═════ Trecho para leitura

O papel ridículo atribuído à Organização das Nações Unidas de maneira irônica pelo diretor Skinner, se dá em um momento em que essa instituição desempenha um papel quase simbólico, visto seu enfraquecimento após a queda do muro de Berlim. A Primeira Guerra do Golfo já havia sido ratificada apesar da posição contraria da ONU. Anos mais tarde, a Organização seria totalmente ignorada em relação a sua posição contraria a Segunda Guerra do Golfo. As tomadas de decisões unilaterais por parte do governo americano em sua política econômica dos últimos três mandatos vêm demonstrando que sua força bélica vale mais do que qualquer congresso mundial.
Após o acidente, as crianças se encontram em uma ilha, aparentemente não habitada, e apesar do medo inicial, logo surge a figura de Bart, mostrando como seria boa a vida selvagem e livre, principalmente sem a presença de adultos. Surge então uma cena imaginada por Bart, de uma vida em comunidade, funcionando perfeitamente com abundancia de mantimentos sem o esforço do trabalho e as obrigações rotineiras. De acordo com suas palavras: “- Seremos como a família Robinson suíça, com direito a falar palavrão!”. Bart faz aí uma alusão a outro seriado da TV americana, Os Robinsons, que apesar de terem naufragado em uma ilha deserta, através de seu esforço e trabalho duro conseguiram reconstruir sua vida, dentro do american way of life.
O sonho da vida livre é substituído pelo fracasso da empreitada das crianças, pois a falta de alimentos os leva a entender quais seriam os princípios básicos para sua sobrevivência. Após a divisão dos últimos mantimentos encontrados por Bart no ônibus afundado, as crianças reservam parte dos alimentos para o dia seguinte, e ao acordar percebem que a comida havia sumido.
Ao invés de se preocupar em resolver o iminente problema da falta de alimentos, as crianças resolvem se organizar para determinar de quem havia sido a culpa pelo sumiço das ultimas provisões. É organizado então um tribunal, com júri, réu advogado e juiz, que mesmo sem provas irá atentar contra a aparente culpa do personagem Milhouse. Para a sociedade do espetáculo, a americana no caso tratado, é mais importante a produção de um sujeito culpado do que a real possibilidade de solução de determinado problema. Assim opera também a mídia, ou o quarto poder, como é chamado atualmente este meio de comunicação.
Lisa, sempre sagaz, observa então que um javali lambe o musgo das pedras e assim retira os nutrientes necessários à sua sobrevivência. Logicamente para Lisa, estaria resolvido o problema da fome, pois todos poderiam se alimentar do musgo. A cena é cortada e logo aparece o javali espetado e sendo assado em uma fogueira. Esta elipse nos leva a entender que mesmo com a garantia de sobrevivência através do musgo, aquela comunidade optou por matar o animal e se prover de sua carne, opção carnívora feita pela humanidade ao longo de seu desenvolvimento.
A necessidade de se alimentar teria feito com que as crianças aprendessem a viver em sociedade, demonstrando que todas as nações podem ser iguais, se suas necessidades forem iguais- a fome é linguagem universal- independente da pátria ela pode existir, o que nos iguala como humanos.

══════════
═════ Registros apresentados

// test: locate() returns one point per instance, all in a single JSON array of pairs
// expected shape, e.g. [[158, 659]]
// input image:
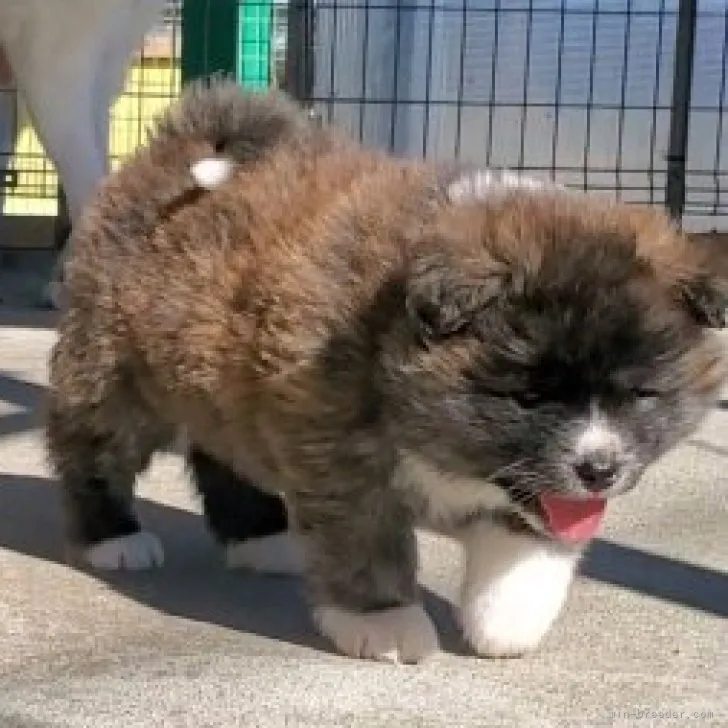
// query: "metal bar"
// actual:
[[680, 112], [299, 50]]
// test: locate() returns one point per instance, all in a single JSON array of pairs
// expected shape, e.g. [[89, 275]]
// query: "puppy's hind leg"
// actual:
[[98, 441], [251, 525]]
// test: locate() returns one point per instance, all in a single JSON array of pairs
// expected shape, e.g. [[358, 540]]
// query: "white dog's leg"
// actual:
[[515, 586]]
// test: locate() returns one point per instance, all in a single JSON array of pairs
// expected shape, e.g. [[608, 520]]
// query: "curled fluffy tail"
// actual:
[[232, 126]]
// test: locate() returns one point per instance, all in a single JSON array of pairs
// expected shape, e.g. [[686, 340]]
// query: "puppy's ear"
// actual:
[[706, 298], [442, 298]]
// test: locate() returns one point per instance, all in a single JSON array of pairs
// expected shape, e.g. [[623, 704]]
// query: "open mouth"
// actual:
[[571, 519], [568, 518]]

══════════

Segundo o trecho para leitura, que componentes tem o tribunal organizado pelas crianças? Liste todos. Os registros foram tirados de outra fonte.

--- Resposta ---
Júri, réu, advogado e juiz.